» 작성 과제: 아래의 모든 항목을 그림만 빼고 한 줄도 고치지 말고 그대로 다시 적으세요.

» 데이터 항목:
----
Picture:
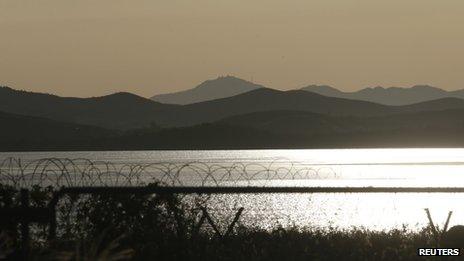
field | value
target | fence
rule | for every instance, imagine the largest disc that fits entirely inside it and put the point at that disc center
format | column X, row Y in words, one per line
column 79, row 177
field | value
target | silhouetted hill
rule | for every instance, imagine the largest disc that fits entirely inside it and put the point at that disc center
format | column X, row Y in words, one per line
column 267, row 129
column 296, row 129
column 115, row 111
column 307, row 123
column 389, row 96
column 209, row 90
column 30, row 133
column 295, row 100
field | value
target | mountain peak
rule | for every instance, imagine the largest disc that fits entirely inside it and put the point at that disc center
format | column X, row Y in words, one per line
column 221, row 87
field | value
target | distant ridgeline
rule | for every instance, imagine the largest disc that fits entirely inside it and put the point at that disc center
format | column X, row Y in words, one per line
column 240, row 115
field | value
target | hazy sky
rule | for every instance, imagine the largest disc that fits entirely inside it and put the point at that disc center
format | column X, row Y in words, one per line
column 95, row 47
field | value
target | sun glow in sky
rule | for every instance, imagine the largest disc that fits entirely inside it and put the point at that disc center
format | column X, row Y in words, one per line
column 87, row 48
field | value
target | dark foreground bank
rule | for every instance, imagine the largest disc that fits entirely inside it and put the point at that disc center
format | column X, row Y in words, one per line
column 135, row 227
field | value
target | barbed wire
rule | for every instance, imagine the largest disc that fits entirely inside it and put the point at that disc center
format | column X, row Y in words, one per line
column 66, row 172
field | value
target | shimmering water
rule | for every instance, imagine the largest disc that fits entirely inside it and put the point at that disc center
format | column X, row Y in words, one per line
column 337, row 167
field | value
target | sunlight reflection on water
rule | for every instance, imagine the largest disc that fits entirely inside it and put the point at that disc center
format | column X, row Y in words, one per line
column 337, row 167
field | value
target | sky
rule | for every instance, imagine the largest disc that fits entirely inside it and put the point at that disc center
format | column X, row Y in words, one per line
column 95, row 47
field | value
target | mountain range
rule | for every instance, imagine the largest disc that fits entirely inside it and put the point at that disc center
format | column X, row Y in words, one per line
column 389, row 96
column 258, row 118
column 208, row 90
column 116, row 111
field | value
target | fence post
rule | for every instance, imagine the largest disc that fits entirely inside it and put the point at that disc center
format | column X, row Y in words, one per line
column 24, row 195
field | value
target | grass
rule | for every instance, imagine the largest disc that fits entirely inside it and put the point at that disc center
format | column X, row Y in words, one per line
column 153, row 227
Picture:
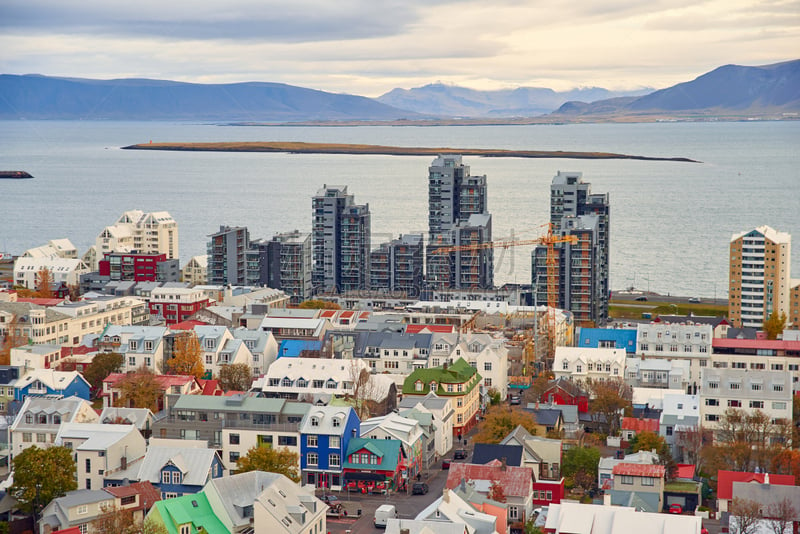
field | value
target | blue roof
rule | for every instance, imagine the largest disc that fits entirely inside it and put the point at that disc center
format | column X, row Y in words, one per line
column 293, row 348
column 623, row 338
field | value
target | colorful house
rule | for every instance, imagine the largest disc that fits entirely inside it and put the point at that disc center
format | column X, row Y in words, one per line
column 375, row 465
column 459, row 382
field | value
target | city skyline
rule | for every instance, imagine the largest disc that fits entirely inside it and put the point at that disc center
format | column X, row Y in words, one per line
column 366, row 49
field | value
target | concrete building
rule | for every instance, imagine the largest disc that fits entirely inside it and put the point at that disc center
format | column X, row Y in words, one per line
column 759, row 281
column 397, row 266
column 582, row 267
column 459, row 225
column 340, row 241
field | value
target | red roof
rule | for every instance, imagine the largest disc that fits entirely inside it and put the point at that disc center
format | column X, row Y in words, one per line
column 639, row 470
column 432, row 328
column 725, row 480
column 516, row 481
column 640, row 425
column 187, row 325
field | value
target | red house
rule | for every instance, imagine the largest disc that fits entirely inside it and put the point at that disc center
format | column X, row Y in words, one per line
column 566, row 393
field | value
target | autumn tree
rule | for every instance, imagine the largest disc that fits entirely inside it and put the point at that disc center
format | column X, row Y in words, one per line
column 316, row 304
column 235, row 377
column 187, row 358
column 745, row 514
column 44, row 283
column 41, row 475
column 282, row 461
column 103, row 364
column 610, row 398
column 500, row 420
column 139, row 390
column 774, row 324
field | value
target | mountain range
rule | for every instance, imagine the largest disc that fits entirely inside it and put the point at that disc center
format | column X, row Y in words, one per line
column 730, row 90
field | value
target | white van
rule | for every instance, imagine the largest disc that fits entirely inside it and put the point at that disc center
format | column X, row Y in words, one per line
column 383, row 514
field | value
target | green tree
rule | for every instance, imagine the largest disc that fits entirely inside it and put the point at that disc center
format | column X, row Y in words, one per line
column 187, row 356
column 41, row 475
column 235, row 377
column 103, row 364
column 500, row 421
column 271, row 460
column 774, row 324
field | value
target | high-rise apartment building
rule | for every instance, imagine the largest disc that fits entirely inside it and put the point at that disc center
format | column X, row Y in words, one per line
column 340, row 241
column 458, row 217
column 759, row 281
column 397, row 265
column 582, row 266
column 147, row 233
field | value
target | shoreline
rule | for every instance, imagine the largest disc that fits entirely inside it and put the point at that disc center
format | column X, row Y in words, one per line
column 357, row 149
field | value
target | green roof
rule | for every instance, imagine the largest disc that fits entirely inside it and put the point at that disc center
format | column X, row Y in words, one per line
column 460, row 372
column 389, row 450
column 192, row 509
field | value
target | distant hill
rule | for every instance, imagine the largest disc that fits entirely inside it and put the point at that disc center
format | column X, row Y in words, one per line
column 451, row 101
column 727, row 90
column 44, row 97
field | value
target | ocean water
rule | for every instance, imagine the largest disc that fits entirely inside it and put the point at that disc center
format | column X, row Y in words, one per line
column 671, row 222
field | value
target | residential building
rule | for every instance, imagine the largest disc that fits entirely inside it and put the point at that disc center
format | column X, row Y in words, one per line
----
» 연습 답안:
Picture:
field | value
target | fence
rule | for every instance, imagine the largest disc that fits entirely inside it and put the point at that disc center
format | column X, row Y in words, one per line
column 79, row 177
field | value
target | silhouetted hill
rule | for every instance, imagine the largest disc that fits entirely inside it and put the point at that disc center
format | column X, row Y in words, one per line
column 267, row 129
column 296, row 129
column 115, row 111
column 307, row 123
column 389, row 96
column 209, row 90
column 30, row 133
column 295, row 100
field | value
target | mountain peak
rule | for every instance, imagine the largest disc that fits entirely inside it and put the point at that disc center
format | column X, row Y in words, one per line
column 221, row 87
field | value
target | distant ridgeline
rule | for every instance, imagine the largest disc that fits entirely inside it and put the point at that disc center
format | column X, row Y in words, one per line
column 240, row 115
field | value
target | hazy sky
rule | for every instance, imagine the largest disc that fits entirely inside it and put the point at that disc center
format | column X, row Y in words, one per line
column 95, row 47
field | value
target | sun glow in sky
rule | for every instance, imagine the largest disc that fits entirely inside it and put the point at that disc center
format | column X, row Y in words, one per line
column 87, row 48
field | value
target | dark foreground bank
rule | for every instance, imagine the largest disc that fits entirely inside it and put the point at that disc center
format | column X, row Y in words, one per line
column 135, row 227
field | value
target | barbed wire
rule | for every instance, imagine the largest disc that fits entirely inside it and put the point at that disc center
format | column X, row Y in words, one per line
column 66, row 172
field | value
target | shimmering water
rule | for every instance, imagine the largest disc that fits entirely inside it and put the point at that disc center
format | column X, row Y in words, one per line
column 337, row 167
field | value
target | sunlight reflection on water
rule | for every instance, imagine the largest disc that fits entirely inside it and put the point at that disc center
format | column X, row Y in words, one per line
column 337, row 167
field | value
target | sky
rule | for every instance, imagine the largest disc that fits entirely inside it and put the point at that disc center
format | column X, row Y in words, one per line
column 95, row 47
field | value
target | mountain range
rule | for every instance, imagine the largest disc that fits entirely inside it and put the point at that disc center
format | column X, row Y in words, one per line
column 389, row 96
column 258, row 118
column 208, row 90
column 116, row 111
field | value
target | fence post
rule | for every instance, imagine the largest disc that fits entirely inside it and put the point at that disc center
format | column X, row Y in words, one per line
column 24, row 195
field | value
target | grass
rule | for every instance, imagine the largest disc that fits entirely inside it and put the point at that disc center
format | column X, row Y in words, one per line
column 153, row 227
Picture:
field | value
target | blue roof
rule | for every instance, imagine the largest disc that fits entirely inside it and put the point at that disc center
format | column X, row Y in words, one per line
column 293, row 348
column 623, row 338
field | value
target | colorful house
rule | for every instance, imagine the largest disc that fits entirely inside it and put the point at that disc center
format | column X, row Y in words, one per line
column 375, row 465
column 459, row 382
field | value
target | city skyline
rule | for every instance, imagine the largest disc that fits entirely inside it and put the point at that disc center
format | column X, row Y in words, one per line
column 366, row 49
field | value
target | concrete building
rule | for every instance, imagine the largest disc that fits entirely inside it and put the point at that disc center
format | column X, row Y in words, one per line
column 759, row 281
column 397, row 266
column 582, row 267
column 459, row 225
column 340, row 241
field | value
target | red roof
rule | for every instance, imagine the largest disc that fits entirely inside it and put the point at that disc center
format | column X, row Y in words, one per line
column 639, row 470
column 432, row 328
column 725, row 480
column 516, row 481
column 640, row 425
column 187, row 325
field | value
target | red house
rule | for every instance, imagine the largest disc that fits entirely inside it and put the point at that disc center
format | column X, row Y in words, one per line
column 566, row 393
field | value
target | autumn tree
rule | for every instance, imagine the largest disc that fits entirely inside it and put the point at that disc center
format | column X, row Y in words, one per line
column 316, row 304
column 235, row 377
column 187, row 358
column 745, row 514
column 44, row 283
column 41, row 475
column 282, row 461
column 103, row 364
column 610, row 398
column 500, row 420
column 139, row 390
column 774, row 324
field | value
target | mountain range
rule | for every instance, imagine the largest disc that fits entirely inside it and put the point at that disc center
format | column X, row Y in words, one per line
column 730, row 90
field | value
target | white van
rule | for every instance, imagine the largest disc that fits entirely inside it and put the point at that disc center
format | column X, row Y in words, one per line
column 383, row 514
field | value
target | green tree
rule | for every instance, imagine the largest disc that fits entirely inside it and put the point at that disc center
format | column X, row Y in words, one per line
column 187, row 356
column 41, row 475
column 235, row 377
column 103, row 364
column 500, row 421
column 271, row 460
column 774, row 324
field | value
target | high-rise apartment building
rule | for every instance, imagine the largest disc that fits entirely inside it and put the point at that disc center
format | column X, row Y in words, one per line
column 340, row 241
column 458, row 217
column 759, row 281
column 397, row 265
column 582, row 266
column 147, row 233
field | value
target | shoreline
rule | for every instance, imagine the largest disc that fits entirely inside it and put the point at that disc center
format | column X, row Y in words, one per line
column 357, row 149
field | value
target | green roof
rule | for every instance, imagine the largest disc that fits entirely inside it and put the point at that disc center
format | column X, row Y in words, one per line
column 460, row 372
column 389, row 450
column 192, row 509
field | value
target | distant hill
rule | for every instance, imagine the largest disc that fits entirely inside it and put the point at that disc center
format | column X, row Y in words, one per line
column 451, row 101
column 727, row 90
column 44, row 97
field | value
target | ocean water
rule | for every instance, imagine the largest disc that fits entirely inside it and put the point at that disc center
format | column X, row Y in words, one per line
column 671, row 222
field | value
target | residential building
rule | for every instance, imagine the largest disc that fits entirely inside it and put the point at that disc center
format | column X, row Y in words, one per line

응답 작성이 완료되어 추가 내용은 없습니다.